### [PAGE EXCERPT]
○ ○ ○ ○ ○
Debra Navarro had worked in fine jewelry for decades, but without an endgame when it came to her career. That changed as she approached her 50th birthday and suddenly felt like she “had so much to give, but no real purpose,” she recalls. “I felt like I was at a crossroads. I was searching for something.”
That “something” crystallized for the award-winning jewelry designer when, in 2015, she sat through a screening of Sharing the Rough, a documentary that follows a gemstone’s journey from deep inside an East African mine to its setting in an heirloom-quality jewel.
The following day she met with gem-cutter Roger Dery, who was featured in the documentary (and has since gone on to launch the Gem Legacy nonprofit). And nine weeks later, she traveled with the Dery family to mines in East Africa. On the trip, “My eyes were opened, and my heart was opened,” Navarro recalls. “I knew what I was going to do—I was going to buy these gemstones, and I was going to make jewelry. It was something I’d wanted to do forever and all I did was talk about it.” She adds, “Sometimes you stop and realize that the only thing stopping you is you.”
Navarro’s namesake brand has donated 5% of all its sales to Gem Legacy, which aids the very same miners and mining families that unearth the gemstones she uses in her collection, since its inception. But the brand’s philanthropy doesn’t end there.

Debra Navarro Jewelry is also an official partner to the renowned Sheldrick Wildlife Trust in Kenya, which rescues and rehabilitates orphaned elephants. And the designer recently cemented that partnership with the debut of a pair of gold pendants, both christened Tusk, that pay homage to elephants. Five percent of the net proceeds from both styles aid the organization’s efforts to rescue and rehab elephants.
○ ○ ○ ○ ○
### [ITEMS]
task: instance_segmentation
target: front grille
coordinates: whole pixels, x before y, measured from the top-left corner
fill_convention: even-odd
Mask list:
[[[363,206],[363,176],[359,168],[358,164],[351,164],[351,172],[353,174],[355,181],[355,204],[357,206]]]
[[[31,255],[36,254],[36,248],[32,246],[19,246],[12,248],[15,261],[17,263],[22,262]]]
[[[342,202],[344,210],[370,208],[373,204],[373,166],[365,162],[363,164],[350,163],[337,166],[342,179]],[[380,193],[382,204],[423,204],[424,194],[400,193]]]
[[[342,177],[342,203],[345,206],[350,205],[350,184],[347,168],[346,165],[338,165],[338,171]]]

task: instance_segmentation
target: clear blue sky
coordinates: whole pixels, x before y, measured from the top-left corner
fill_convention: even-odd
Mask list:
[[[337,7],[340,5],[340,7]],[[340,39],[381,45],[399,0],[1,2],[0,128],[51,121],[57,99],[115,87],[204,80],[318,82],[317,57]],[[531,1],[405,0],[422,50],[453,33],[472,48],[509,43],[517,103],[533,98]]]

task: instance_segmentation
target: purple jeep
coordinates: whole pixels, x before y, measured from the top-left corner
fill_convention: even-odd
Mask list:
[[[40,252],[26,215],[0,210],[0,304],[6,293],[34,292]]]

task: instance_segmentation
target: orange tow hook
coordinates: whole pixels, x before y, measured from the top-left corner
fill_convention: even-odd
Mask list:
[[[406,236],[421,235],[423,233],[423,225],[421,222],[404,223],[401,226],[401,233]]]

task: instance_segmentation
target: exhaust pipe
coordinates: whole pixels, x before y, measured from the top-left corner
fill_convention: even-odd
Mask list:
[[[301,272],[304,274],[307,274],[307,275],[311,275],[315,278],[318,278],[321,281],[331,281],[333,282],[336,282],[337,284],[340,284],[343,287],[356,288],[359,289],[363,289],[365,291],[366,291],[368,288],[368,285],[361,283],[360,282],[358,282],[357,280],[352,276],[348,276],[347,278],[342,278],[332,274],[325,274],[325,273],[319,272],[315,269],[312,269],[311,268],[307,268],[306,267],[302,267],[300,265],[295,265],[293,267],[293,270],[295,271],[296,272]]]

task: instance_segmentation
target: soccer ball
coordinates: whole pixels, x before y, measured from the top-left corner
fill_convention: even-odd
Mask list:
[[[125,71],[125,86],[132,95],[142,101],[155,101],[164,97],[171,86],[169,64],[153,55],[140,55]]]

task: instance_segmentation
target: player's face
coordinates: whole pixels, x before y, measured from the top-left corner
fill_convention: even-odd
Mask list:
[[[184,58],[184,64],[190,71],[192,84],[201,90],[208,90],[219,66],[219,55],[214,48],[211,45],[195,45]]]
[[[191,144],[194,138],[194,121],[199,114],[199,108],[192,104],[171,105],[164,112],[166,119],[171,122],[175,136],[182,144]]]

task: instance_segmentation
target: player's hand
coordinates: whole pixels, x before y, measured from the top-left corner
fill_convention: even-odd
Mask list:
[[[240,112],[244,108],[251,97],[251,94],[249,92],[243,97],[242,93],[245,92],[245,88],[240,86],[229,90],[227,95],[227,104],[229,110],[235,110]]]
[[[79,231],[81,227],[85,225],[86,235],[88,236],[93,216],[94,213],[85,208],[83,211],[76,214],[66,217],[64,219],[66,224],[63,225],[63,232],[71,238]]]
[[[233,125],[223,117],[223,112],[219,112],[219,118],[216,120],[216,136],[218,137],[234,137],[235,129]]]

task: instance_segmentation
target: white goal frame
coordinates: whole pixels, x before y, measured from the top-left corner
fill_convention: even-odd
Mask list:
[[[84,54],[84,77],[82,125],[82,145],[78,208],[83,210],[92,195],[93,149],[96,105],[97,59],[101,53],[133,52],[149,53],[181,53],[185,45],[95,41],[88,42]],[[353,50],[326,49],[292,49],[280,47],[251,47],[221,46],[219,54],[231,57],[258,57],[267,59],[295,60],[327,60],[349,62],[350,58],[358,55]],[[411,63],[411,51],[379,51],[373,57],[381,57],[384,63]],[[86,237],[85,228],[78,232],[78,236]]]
○ ○ ○ ○ ○
### [EXERCISE TASKS]
A) In one to three sentences, explain why Navarro felt she was at a crossroads as she neared her 50th birthday, according to the article on Debra Navarro.
B) Please extend the article on Debra Navarro past its final paragraph.
These items have no connection to the article on Debra Navarro.

### [ANSWERS BELOW]
A) Navarro had worked in fine jewelry for decades without an endgame for her career. As she approached 50, she felt she "had so much to give, but no real purpose," and was searching for something.

B)
“What they do [at the Sheldrick Wildlife Trust] is so much more than just rescuing elephants,” Navarro says. “They have aerial units, mobile veterinary units, and canine units, and more. And they’re very transparent, which I love. You can watch their rescues on YouTube.” Navarro also adopted a baby elephant through the organization, and says she’s been delighted by the photos and updates the nonprofit sends her of the thriving gentle giant.


The Tusk Shreger Lines disc pendant, which is available by request and was only recently released, magnifies the pattern you would find in the cross-section of an elephant tusk. “It really addresses the fact that an elephant is killed for ivory every 15 minutes,” Navarro says. “The baby elephant I adopted lost her mom to poaching.”
The second style, the Open Tusk pendant ($4,380), features an 18k yellow gold outline of a tusk set with small colorless diamonds and chunkier colored diamonds, all hand-picked by the designer—who says she’s happy to be aiding the organization, but stresses, “the real heroes in this story are the men and women who work with this operation. I think it’s the most ideal job in the world!”
To donate to the Sheldrick Wildlife Trust and see a list of baby elephants who need adopters (just $50 a year!), click here
Top: Designer Debra Navarro with baby elephant Mudanda at the Sheldrick Wildlife Trust in Kenya (all photos courtesy of Debra Navarro Jewelry)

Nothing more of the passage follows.